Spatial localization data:

+++++

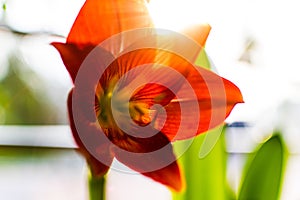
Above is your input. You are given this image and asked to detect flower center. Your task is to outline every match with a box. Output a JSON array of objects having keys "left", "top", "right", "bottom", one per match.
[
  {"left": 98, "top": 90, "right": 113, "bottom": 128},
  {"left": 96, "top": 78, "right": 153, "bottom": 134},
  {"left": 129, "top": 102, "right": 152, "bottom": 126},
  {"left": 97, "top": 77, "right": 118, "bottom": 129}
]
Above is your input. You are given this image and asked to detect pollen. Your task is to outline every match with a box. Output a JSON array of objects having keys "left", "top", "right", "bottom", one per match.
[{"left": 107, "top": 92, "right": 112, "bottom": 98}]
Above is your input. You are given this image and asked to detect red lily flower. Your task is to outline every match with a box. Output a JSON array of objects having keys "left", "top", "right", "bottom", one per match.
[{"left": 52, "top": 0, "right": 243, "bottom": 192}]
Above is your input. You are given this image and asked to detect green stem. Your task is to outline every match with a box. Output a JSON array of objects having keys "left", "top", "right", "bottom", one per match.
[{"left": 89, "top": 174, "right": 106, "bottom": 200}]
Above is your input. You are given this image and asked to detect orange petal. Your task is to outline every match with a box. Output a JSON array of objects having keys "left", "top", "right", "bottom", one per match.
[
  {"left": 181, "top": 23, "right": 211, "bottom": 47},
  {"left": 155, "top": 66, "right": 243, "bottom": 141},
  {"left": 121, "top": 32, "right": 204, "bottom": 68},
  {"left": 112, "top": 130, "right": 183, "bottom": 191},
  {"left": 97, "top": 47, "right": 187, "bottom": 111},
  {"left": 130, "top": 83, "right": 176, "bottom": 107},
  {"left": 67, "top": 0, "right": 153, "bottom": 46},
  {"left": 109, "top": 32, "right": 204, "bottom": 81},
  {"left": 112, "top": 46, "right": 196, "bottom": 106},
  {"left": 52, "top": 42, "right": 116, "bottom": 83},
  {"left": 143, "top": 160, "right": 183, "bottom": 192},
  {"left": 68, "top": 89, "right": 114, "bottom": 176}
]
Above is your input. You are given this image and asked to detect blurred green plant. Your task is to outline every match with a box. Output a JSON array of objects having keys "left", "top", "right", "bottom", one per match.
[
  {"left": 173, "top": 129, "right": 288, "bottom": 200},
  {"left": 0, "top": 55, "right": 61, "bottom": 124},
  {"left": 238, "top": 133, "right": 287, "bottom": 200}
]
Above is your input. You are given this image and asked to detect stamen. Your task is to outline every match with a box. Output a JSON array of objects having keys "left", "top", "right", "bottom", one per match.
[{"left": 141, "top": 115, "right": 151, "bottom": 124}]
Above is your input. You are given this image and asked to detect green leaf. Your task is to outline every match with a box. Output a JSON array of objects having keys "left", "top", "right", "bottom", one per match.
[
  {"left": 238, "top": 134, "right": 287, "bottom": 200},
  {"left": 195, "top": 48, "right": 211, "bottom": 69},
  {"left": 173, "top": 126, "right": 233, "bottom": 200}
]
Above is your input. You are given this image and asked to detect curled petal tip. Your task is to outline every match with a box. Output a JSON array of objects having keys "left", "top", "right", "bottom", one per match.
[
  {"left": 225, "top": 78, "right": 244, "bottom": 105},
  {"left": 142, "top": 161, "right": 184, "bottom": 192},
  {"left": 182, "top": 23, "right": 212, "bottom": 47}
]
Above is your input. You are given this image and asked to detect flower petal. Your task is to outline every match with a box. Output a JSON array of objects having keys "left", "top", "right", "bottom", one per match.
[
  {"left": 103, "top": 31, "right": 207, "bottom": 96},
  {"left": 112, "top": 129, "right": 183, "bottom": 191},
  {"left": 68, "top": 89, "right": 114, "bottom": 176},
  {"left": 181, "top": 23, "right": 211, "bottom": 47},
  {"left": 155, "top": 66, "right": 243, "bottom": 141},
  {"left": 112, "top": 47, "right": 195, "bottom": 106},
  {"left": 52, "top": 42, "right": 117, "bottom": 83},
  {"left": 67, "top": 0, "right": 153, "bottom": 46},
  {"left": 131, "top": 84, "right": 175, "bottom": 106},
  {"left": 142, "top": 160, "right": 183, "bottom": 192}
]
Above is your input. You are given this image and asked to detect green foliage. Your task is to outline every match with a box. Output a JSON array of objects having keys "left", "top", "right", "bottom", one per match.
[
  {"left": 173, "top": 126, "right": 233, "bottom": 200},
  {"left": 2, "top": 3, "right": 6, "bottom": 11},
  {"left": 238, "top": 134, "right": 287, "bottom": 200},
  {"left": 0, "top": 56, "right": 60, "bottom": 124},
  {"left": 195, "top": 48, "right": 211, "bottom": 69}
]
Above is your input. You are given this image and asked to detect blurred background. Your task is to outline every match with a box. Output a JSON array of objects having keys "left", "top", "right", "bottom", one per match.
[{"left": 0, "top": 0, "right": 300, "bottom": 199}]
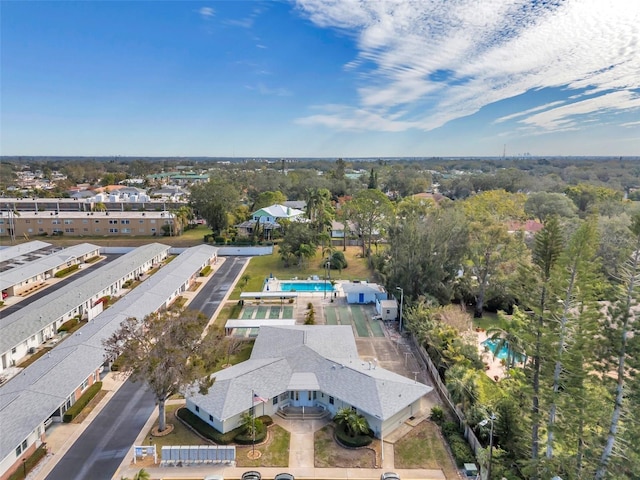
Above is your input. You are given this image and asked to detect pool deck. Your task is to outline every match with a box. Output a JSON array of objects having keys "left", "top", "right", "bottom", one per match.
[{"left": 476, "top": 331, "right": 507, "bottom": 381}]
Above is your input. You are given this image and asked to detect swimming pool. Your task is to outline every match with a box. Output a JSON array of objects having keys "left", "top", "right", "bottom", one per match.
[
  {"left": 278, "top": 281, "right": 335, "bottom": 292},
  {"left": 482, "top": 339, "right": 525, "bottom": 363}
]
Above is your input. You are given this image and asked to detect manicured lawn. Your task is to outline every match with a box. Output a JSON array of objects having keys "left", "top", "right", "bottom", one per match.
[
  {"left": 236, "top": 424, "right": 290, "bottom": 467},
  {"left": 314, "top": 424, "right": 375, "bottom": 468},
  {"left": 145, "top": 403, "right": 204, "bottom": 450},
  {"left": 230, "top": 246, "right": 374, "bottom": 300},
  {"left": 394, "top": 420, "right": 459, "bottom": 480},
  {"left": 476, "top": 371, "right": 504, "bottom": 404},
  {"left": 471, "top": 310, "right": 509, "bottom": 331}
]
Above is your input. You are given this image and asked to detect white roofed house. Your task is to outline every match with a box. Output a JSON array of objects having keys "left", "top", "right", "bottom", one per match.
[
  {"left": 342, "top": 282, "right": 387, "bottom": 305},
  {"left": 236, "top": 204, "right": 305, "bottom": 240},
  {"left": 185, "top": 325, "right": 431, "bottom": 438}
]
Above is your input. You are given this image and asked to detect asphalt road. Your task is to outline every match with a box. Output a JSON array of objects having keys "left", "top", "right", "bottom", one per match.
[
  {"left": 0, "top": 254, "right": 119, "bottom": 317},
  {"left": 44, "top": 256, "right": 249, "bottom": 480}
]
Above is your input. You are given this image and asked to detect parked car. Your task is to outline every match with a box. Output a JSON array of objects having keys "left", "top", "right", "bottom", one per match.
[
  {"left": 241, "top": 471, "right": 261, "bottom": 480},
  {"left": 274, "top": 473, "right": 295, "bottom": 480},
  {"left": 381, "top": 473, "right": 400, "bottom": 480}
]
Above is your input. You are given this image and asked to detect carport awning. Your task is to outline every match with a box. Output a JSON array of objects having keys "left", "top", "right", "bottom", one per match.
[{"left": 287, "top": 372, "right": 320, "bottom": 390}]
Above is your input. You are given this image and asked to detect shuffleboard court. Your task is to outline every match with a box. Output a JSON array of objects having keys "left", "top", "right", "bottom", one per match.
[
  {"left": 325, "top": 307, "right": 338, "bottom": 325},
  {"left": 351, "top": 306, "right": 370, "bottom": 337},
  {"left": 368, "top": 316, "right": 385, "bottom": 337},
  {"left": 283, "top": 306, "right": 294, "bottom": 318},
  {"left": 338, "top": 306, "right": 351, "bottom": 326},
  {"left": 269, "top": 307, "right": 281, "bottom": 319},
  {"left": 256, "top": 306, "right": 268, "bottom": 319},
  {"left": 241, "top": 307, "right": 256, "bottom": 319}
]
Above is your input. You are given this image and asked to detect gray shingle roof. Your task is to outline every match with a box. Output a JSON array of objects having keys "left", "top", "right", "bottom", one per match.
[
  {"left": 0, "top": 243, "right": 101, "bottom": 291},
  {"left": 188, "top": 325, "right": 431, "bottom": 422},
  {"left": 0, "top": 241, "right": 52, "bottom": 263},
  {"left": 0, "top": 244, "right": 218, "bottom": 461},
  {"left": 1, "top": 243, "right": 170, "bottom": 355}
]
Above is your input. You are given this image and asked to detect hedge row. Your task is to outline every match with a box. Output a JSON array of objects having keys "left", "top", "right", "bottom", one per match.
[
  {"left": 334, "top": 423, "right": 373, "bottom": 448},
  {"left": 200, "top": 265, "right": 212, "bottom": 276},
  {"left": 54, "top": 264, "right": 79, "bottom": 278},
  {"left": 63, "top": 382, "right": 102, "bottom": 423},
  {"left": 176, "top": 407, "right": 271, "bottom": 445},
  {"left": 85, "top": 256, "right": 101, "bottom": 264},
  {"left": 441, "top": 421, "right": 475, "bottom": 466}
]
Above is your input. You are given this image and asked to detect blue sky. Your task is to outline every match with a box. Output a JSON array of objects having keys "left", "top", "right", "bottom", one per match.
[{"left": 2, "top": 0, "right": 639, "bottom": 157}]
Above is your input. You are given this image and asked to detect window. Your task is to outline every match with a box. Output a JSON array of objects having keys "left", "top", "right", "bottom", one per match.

+++++

# Task statement
Output nothing but the lines from the one containing "to detect blue" through the last line of the data, exactly as they stand.

# Written reply
Above is your input. You are given this image and asked to detect blue sky. Your task is to outline every match with a box. Output a JSON array of objects having keys "left", "top", "right", "bottom", one per match.
[{"left": 2, "top": 0, "right": 639, "bottom": 157}]
Above is your input. You are given this image and asked to detect window. Your task is to outline every match with a box. Output a JSON array of objects having keys "left", "top", "right", "bottom", one per match.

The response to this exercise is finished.